• _TASK_
List every line of the data below that contains the word "white".

• _GIVEN DATA_
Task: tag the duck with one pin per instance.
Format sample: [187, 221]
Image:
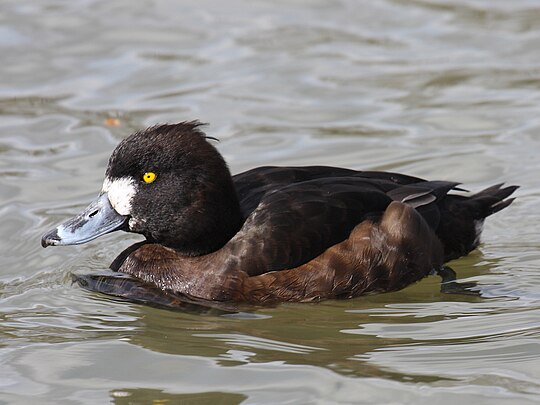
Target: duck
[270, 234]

...

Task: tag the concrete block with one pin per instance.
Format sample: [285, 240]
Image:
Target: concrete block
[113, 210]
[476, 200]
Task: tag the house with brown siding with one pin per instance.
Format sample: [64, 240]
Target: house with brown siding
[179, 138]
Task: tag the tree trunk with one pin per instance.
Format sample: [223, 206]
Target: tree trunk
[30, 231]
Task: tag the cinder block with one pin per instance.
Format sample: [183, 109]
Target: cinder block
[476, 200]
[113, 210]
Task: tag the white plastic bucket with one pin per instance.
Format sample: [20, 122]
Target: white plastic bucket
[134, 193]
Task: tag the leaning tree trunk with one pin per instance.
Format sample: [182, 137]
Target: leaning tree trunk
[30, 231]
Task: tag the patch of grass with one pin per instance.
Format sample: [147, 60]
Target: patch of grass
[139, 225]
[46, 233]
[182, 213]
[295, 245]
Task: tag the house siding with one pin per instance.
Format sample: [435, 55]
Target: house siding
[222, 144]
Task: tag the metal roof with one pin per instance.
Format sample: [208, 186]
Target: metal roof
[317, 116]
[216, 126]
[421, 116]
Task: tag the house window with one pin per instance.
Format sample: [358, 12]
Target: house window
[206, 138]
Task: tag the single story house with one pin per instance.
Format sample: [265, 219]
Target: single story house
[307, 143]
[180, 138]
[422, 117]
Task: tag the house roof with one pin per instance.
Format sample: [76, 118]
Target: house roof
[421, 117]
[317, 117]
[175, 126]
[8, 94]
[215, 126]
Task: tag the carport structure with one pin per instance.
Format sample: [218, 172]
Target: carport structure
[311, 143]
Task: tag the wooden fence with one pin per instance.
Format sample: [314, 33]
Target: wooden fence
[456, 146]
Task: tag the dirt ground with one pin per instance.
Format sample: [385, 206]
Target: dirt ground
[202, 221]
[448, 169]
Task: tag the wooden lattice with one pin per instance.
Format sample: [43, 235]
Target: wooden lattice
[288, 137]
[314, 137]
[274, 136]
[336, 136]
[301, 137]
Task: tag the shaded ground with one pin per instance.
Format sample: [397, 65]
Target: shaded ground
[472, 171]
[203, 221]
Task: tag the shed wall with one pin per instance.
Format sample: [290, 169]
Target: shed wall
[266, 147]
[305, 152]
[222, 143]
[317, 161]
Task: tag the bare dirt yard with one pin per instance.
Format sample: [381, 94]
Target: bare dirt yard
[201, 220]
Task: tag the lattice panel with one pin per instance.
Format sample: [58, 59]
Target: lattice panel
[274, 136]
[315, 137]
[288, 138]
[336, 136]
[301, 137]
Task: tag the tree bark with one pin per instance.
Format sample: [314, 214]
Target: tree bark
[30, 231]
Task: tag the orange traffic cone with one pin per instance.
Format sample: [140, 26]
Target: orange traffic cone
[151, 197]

• _EXERCISE RESPONSE_
Task: tag the white plastic bucket with one pin per instance.
Target: white plastic bucket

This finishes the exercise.